◆ **The task**: Write out the whole listing exactly; no images belong in it.

------------------------

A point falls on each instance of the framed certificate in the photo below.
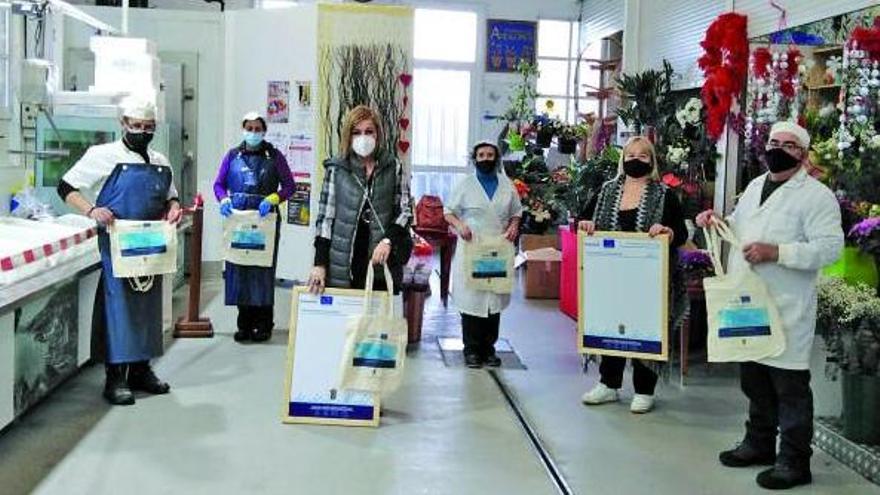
(623, 295)
(318, 329)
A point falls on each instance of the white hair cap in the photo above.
(137, 107)
(790, 127)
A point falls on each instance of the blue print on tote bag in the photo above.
(492, 266)
(142, 243)
(250, 237)
(375, 353)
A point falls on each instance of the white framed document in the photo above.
(318, 329)
(623, 294)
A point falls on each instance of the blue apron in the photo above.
(252, 177)
(132, 320)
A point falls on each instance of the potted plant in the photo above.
(567, 139)
(866, 234)
(848, 319)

------------------------

◆ **Task result**:
A point falls on each instance of the framed certificate in the photo below.
(623, 295)
(318, 329)
A point falls on each instance of the white hair cap in the photo above.
(137, 107)
(790, 127)
A point falls on each instance of the blue print on tote bag in the photo above.
(492, 266)
(142, 243)
(250, 237)
(375, 353)
A point falls on each instance of the white framed document in the photo above.
(318, 329)
(623, 294)
A point falls on each instance of the blue apron in the photo above.
(252, 177)
(132, 320)
A point falls on each instance of the potted plant in the photo above.
(567, 139)
(866, 234)
(848, 319)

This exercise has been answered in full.